_Text segment_:

****************

# Hamster Cage Question?



## xXHazelXx (Oct 7, 2010)

hiyaaaa ok have a question, my chinese dwarf currently has the habitrail ovo studio and I am waiting for his loft to arrive, but i was just wondering is this sufficient space for him, I mean its quite big altogether, but what do you guys think and if you have any recommendations please let me know


----------



## happysaz133 (Jun 5, 2008)

The Habitrail cages are not really recommended as they to not have enough ground space, and also, they have poor ventilation. Personally, I would get rid of it and buy a decent barred cage. The Habitrail does not nearly meet RSPCA guidlines.

Some great cages are: Ferplast Mini Duna, Ferplast Duna Fun, Savic Cambridge, IMAC Fantasy, Ferplast Multy, and any on this website - Hamster Cages: great selection at zooplus

The Savic Cambridge is on offer on there at the moment, plus you will get a discount on your first order - Hamster Cage Cambridge at zooplus


----------



## noushka05 (Mar 28, 2008)

i echo everything Happysaz has said habitrails are extremely poorly designed.

****************

_Raw records_:
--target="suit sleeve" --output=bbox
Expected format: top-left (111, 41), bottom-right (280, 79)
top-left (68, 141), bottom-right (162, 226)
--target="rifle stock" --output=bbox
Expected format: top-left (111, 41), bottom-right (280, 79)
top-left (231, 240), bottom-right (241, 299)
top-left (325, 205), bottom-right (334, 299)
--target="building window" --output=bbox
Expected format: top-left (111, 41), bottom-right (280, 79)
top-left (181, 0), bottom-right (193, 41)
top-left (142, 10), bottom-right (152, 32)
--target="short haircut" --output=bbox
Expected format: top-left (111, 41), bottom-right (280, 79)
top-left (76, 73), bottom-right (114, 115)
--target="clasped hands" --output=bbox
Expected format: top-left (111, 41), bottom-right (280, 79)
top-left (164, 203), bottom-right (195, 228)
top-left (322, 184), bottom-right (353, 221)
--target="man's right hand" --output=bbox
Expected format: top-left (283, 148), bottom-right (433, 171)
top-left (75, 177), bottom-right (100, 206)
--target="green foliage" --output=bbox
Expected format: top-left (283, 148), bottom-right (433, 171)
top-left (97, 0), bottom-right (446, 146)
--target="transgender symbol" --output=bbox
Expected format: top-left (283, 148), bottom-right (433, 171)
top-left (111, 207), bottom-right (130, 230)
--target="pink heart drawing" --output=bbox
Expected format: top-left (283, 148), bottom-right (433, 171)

****************

_Complete the following_:
a: Print the hamster cage thread from "The Savic Cambridge" to "extremely poorly designed.".
b: According to the hamster cage thread, what two shortcomings of Habitrail cages does happysaz133 point out?
None of the entries are needed for this work.

_Task solutions_:
a:
The Savic Cambridge is on offer on there at the moment, plus you will get a discount on your first order - Hamster Cage Cambridge at zooplus


----------



## noushka05 (Mar 28, 2008)

i echo everything Happysaz has said habitrails are extremely poorly designed.

b: They don't have enough ground space, and they have poor ventilation.